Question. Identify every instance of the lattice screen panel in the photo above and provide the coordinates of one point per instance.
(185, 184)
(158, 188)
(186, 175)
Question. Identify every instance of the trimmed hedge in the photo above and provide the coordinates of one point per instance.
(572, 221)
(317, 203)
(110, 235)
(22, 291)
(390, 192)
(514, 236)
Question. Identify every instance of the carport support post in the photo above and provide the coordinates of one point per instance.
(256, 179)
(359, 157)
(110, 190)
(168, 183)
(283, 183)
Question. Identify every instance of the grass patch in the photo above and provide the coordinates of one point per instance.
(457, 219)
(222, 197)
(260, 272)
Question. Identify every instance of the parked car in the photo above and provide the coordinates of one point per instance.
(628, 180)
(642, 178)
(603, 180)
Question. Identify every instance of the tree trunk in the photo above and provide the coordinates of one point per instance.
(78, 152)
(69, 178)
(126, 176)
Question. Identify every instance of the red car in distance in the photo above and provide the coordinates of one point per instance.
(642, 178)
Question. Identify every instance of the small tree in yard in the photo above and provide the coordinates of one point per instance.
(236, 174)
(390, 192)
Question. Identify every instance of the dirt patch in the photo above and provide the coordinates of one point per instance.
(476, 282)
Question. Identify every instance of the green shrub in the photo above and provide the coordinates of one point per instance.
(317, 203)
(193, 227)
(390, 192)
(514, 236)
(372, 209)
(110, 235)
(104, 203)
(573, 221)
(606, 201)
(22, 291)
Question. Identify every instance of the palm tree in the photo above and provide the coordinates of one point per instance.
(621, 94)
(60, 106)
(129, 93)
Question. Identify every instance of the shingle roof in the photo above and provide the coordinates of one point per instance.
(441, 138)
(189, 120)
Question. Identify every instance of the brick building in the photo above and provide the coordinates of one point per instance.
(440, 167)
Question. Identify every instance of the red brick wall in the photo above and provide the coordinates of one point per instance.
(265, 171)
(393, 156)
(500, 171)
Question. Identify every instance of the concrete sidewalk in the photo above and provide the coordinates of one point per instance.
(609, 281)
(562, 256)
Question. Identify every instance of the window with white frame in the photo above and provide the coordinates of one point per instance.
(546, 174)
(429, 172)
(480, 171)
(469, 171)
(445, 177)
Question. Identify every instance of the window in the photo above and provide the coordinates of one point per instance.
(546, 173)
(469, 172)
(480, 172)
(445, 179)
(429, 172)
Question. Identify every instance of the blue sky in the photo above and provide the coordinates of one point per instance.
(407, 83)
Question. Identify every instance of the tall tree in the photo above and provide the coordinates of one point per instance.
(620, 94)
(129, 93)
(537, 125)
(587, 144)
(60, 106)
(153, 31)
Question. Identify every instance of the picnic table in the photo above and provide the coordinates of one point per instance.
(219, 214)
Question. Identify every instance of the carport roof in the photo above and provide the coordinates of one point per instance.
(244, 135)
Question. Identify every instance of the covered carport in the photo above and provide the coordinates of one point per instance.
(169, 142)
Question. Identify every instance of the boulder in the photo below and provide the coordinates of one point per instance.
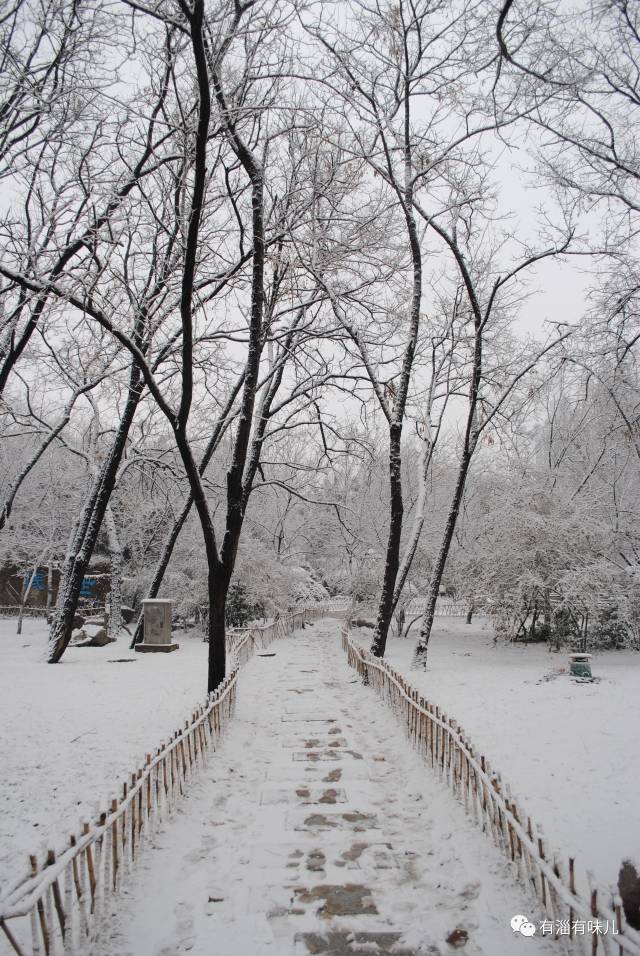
(96, 638)
(629, 888)
(128, 614)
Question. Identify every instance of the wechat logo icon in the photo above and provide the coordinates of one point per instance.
(520, 924)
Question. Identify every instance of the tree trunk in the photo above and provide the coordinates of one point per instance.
(114, 620)
(392, 561)
(24, 597)
(218, 588)
(88, 528)
(420, 653)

Assigned task: Repeat everything in the records above exactly, except the pictures.

Final answer:
Question. Identify every instance of the lattice screen panel in the photo above and provide the coordinates of one point per instance.
(185, 184)
(158, 188)
(186, 175)
Question. Identify every instance of the trimmed hedge in the photo above and provide the coordinates of one point per instance.
(572, 221)
(317, 203)
(110, 235)
(22, 291)
(390, 192)
(514, 236)
Question. Identify every instance of the carport support post in the photo above and provide the coordinates of one point per instance.
(256, 179)
(359, 157)
(110, 190)
(168, 183)
(283, 183)
Question. Identify every instance of the grass patch in the photo above and provide the coordinates of one point per instance.
(457, 219)
(222, 197)
(260, 272)
Question. Identify every instance of the parked car in the photo above and provide the coordinates of one point per instance.
(628, 180)
(642, 178)
(603, 180)
Question. Identify every instance of the tree trunk in the photo above and provide the coordinates of one point per instance.
(78, 152)
(69, 178)
(126, 176)
Question. Identify every instance of the red car in distance in the photo above and provide the coordinates of one point per instance.
(642, 178)
Question. Identify every instance of the small tree in yard in the photo above and provide the coordinates of one point per instance.
(236, 174)
(390, 192)
Question. Identify every instance of the dirt patch in the photo above and provide the coordinates of one point per instance.
(476, 282)
Question. Identify every instance of the green shrub in the photo above and provide the coordinates of one point per instance.
(317, 203)
(193, 227)
(390, 192)
(514, 236)
(372, 209)
(110, 235)
(104, 203)
(573, 221)
(606, 201)
(22, 291)
Question. Identify every instance of the palm tree in the photo above and provide the coordinates of one point per instance.
(621, 94)
(60, 106)
(129, 93)
Question. Identify every instance of the shingle roof in the photo above and provide the coordinates of one point per instance.
(441, 138)
(189, 120)
Question. Identify every instance of the brick building in the photo above and provide the coordinates of one point per instance.
(440, 167)
Question. Identify every instance of the red brick wall in the photo above and provide the coordinates of one point per instance.
(265, 171)
(393, 156)
(500, 171)
Question. Identify every instance of the concrete sidewalk in the photo above and provide the coordinates of one point per instance.
(609, 281)
(562, 256)
Question. Identify every instance of the window with white frame in the photo above and provide the coordinates of one point per instance.
(546, 174)
(429, 172)
(480, 171)
(469, 171)
(445, 177)
Question. Identify every instance of the window in the photo above and provide the coordinates of one point per instance.
(546, 173)
(469, 172)
(480, 172)
(445, 179)
(429, 172)
Question. Identify every instance of the blue sky in the photo above and provide the coordinates of one point per instance.
(407, 83)
Question. Identify every instance of the tall tree in the photo above and provide the coordinates of one point per instance.
(620, 94)
(129, 93)
(537, 125)
(587, 144)
(60, 106)
(153, 31)
Question. Identify every instance of the picnic table in the photo above and provide the coordinates of one point per instance.
(219, 214)
Question. Identify every instance of the carport roof in the photo above and provide the coordinates of one point per instance.
(244, 135)
Question. Identify every instance of the covered carport in the photo above and provide the coordinates of one point per instance.
(169, 142)
Question. Identify every instance of the boulder in the photo below and provide the coordinates of one point per instance.
(96, 638)
(629, 888)
(128, 614)
Question. Identify every instance of the wechat logo icon in the photo above and provide the coordinates of one point per instance.
(520, 924)
Question. Identify every instance of the tree trunk in the photo above and provide the coordinates of one point per instance.
(114, 620)
(392, 561)
(24, 597)
(218, 588)
(88, 528)
(420, 653)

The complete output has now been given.